• WHAT YOU HAVE TO DO:
Return the comment thread below on adviser client ownership and FAP status, copied word for word from start to finish.

Interesting article JP and it's a subject that is worthy of further consideration by advisers. SHARE offers advisers a flexible and wide range of ownership options and many SHARE advisers continue to own their own book.
On 5 October 2019 at 10:50 am JPHale said:
Thanks Tony. Yes, I quite like the share model, especially for those advisers who are looking to retire where they can do so graciously.

It is the ’ownership’ of the client that determines the FAP status, the issue is more complex than I have outlined, but it starts with the simple position of where the client's sit.

The point of the law is clients of P. That doesn't mean there is commission involved, that is who the client is engaged with.

The QFE model is the closest comparison. An adviser under a QFE would present documents that stated the client was engaging with the QFE and the adviser was doing the work. With all responsibility with the QFE. Under the new rules the FA is now also responsible.

Under the new rules for the FAP to qualify to be a FAP the client needs to have a ’contract’ with the FAP, if the dealer group [DG) doesn't have clients engaged in this way, they don't meet the criteria under the law 431D.

Also too, this means that the FAP has responsibility for the adviser conduct on all client's. Which for many DG’s is a requirement that they won't like taking on, if at all.

Then you have the issues of authorised bodies (AB) and interposed businesses (IB).

The AB (and FA under the FAP) sits under the FAP and gives advice on the FAP’s clients under the FAP’s rules of advice.

The IB is a bit different, they give advice on clients owned by a FAP but under their own advice basis.

• DATASET EXCERPTS:
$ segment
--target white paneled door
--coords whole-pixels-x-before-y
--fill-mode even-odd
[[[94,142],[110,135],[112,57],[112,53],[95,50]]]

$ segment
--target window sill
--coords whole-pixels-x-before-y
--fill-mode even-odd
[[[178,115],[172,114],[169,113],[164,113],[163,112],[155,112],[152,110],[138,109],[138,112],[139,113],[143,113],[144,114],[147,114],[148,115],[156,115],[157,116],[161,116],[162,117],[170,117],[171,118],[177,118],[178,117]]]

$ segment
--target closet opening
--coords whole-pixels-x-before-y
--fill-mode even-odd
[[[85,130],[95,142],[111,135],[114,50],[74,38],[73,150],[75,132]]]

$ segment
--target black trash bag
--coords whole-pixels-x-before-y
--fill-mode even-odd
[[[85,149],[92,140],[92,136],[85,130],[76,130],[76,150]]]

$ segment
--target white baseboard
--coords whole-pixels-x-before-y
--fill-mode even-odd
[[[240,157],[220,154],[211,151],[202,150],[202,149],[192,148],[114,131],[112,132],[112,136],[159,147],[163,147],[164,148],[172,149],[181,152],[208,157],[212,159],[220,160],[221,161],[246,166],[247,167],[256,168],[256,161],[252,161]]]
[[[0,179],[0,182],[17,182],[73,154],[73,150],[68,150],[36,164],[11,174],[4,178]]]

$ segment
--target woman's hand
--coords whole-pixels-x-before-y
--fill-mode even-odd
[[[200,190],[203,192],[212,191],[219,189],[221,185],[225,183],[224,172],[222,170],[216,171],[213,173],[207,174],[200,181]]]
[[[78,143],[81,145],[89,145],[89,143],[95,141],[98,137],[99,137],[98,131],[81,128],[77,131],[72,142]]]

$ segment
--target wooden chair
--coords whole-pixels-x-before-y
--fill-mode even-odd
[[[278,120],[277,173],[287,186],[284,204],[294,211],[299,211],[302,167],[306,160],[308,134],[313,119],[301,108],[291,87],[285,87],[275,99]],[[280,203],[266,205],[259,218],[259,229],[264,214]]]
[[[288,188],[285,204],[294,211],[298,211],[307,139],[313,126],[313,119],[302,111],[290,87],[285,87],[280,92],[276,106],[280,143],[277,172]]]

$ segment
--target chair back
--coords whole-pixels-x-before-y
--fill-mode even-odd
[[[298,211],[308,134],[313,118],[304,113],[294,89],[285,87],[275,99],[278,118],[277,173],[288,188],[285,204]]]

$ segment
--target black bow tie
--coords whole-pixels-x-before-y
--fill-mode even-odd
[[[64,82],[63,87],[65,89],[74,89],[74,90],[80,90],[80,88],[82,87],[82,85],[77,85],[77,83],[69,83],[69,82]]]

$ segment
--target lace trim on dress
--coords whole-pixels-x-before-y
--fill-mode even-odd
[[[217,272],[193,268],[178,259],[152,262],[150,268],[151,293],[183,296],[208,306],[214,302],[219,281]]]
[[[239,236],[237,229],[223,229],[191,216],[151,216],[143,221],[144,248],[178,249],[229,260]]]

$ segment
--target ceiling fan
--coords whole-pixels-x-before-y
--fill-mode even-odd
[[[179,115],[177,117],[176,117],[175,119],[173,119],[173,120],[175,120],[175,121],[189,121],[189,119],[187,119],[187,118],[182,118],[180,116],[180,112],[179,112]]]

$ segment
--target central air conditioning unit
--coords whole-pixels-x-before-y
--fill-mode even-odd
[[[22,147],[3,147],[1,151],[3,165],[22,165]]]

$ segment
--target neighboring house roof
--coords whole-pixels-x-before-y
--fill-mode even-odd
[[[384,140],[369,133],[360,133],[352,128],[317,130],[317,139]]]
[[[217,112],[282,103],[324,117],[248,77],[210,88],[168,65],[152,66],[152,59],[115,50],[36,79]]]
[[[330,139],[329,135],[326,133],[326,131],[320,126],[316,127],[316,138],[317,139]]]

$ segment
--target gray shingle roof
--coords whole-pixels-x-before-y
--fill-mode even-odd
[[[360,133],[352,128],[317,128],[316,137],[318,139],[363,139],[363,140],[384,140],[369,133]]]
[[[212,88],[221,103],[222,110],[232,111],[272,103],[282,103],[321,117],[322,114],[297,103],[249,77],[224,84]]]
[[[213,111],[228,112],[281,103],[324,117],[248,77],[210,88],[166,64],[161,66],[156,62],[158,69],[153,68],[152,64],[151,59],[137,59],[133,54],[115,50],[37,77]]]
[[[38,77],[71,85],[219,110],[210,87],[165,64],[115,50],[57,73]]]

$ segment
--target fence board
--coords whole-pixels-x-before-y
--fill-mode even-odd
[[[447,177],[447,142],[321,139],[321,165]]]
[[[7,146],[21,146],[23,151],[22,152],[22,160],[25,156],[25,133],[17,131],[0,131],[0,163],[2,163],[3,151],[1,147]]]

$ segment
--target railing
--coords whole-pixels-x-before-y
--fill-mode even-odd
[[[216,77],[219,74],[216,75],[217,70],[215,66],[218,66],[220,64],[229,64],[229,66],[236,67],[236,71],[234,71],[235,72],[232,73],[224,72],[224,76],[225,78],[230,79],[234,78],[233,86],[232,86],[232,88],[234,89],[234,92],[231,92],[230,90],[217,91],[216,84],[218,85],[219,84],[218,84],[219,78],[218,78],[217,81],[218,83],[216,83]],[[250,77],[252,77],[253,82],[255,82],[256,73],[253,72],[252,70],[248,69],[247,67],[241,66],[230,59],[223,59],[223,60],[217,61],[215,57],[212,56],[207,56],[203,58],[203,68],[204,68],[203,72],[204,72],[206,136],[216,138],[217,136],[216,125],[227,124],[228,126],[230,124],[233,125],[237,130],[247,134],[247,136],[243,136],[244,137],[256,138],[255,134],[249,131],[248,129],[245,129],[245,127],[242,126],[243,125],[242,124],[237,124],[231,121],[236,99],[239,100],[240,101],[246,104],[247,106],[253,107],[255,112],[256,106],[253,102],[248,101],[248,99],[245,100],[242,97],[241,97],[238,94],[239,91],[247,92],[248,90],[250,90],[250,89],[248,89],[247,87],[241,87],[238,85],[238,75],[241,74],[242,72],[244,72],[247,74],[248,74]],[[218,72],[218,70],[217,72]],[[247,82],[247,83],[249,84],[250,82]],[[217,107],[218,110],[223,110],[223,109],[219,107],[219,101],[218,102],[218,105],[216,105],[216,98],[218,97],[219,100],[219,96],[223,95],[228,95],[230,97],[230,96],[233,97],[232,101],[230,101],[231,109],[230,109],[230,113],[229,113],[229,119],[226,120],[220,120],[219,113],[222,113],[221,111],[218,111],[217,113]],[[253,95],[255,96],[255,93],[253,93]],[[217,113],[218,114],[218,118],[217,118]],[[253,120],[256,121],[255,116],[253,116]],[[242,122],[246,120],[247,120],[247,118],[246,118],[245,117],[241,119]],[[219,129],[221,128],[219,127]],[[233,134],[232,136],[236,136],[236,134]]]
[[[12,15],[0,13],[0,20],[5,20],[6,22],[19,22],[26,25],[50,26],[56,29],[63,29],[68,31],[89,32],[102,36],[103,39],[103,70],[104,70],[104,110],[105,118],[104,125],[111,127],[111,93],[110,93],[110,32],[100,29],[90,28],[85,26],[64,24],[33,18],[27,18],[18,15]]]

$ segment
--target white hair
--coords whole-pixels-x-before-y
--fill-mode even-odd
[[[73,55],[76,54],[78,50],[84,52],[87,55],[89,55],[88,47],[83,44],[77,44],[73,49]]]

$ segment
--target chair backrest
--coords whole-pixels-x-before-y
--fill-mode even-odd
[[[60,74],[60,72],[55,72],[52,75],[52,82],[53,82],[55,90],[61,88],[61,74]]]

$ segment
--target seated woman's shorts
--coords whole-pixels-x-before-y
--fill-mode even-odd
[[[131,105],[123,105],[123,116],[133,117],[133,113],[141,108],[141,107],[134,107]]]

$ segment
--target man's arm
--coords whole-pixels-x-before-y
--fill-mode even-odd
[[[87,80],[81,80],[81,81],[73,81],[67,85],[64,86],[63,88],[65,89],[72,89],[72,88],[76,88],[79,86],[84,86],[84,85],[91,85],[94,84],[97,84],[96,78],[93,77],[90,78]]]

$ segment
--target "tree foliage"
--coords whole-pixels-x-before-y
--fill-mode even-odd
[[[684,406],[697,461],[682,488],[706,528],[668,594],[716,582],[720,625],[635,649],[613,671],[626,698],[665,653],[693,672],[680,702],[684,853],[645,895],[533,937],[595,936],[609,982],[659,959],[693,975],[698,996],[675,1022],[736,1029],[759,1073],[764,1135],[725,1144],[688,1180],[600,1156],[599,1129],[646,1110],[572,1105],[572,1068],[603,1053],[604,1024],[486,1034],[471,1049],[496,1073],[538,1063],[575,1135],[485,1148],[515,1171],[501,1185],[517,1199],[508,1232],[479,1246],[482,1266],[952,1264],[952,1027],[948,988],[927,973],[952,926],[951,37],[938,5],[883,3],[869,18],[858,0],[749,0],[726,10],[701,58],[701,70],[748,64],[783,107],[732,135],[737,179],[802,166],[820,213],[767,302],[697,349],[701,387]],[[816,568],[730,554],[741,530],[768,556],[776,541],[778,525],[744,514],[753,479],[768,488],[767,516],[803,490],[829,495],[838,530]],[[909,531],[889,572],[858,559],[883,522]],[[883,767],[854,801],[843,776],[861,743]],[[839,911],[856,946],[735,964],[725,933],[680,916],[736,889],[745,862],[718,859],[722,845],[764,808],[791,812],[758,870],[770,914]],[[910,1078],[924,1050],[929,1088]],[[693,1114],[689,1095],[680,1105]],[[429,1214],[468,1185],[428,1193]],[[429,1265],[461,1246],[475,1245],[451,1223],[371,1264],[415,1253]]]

• RESPONSE TO THIS EXERCISE:
Interesting article JP and it's a subject that is worthy of further consideration by advisers. SHARE offers advisers a flexible and wide range of ownership options and many SHARE advisers continue to own their own book.
On 5 October 2019 at 10:50 am JPHale said:
Thanks Tony. Yes, I quite like the share model, especially for those advisers who are looking to retire where they can do so graciously.

It is the ’ownership’ of the client that determines the FAP status, the issue is more complex than I have outlined, but it starts with the simple position of where the client's sit.

The point of the law is clients of P. That doesn't mean there is commission involved, that is who the client is engaged with.

The QFE model is the closest comparison. An adviser under a QFE would present documents that stated the client was engaging with the QFE and the adviser was doing the work. With all responsibility with the QFE. Under the new rules the FA is now also responsible.

Under the new rules for the FAP to qualify to be a FAP the client needs to have a ’contract’ with the FAP, if the dealer group [DG) doesn't have clients engaged in this way, they don't meet the criteria under the law 431D.

Also too, this means that the FAP has responsibility for the adviser conduct on all client's. Which for many DG’s is a requirement that they won't like taking on, if at all.

Then you have the issues of authorised bodies (AB) and interposed businesses (IB).

The AB (and FA under the FAP) sits under the FAP and gives advice on the FAP’s clients under the FAP’s rules of advice.

The IB is a bit different, they give advice on clients owned by a FAP but under their own advice basis.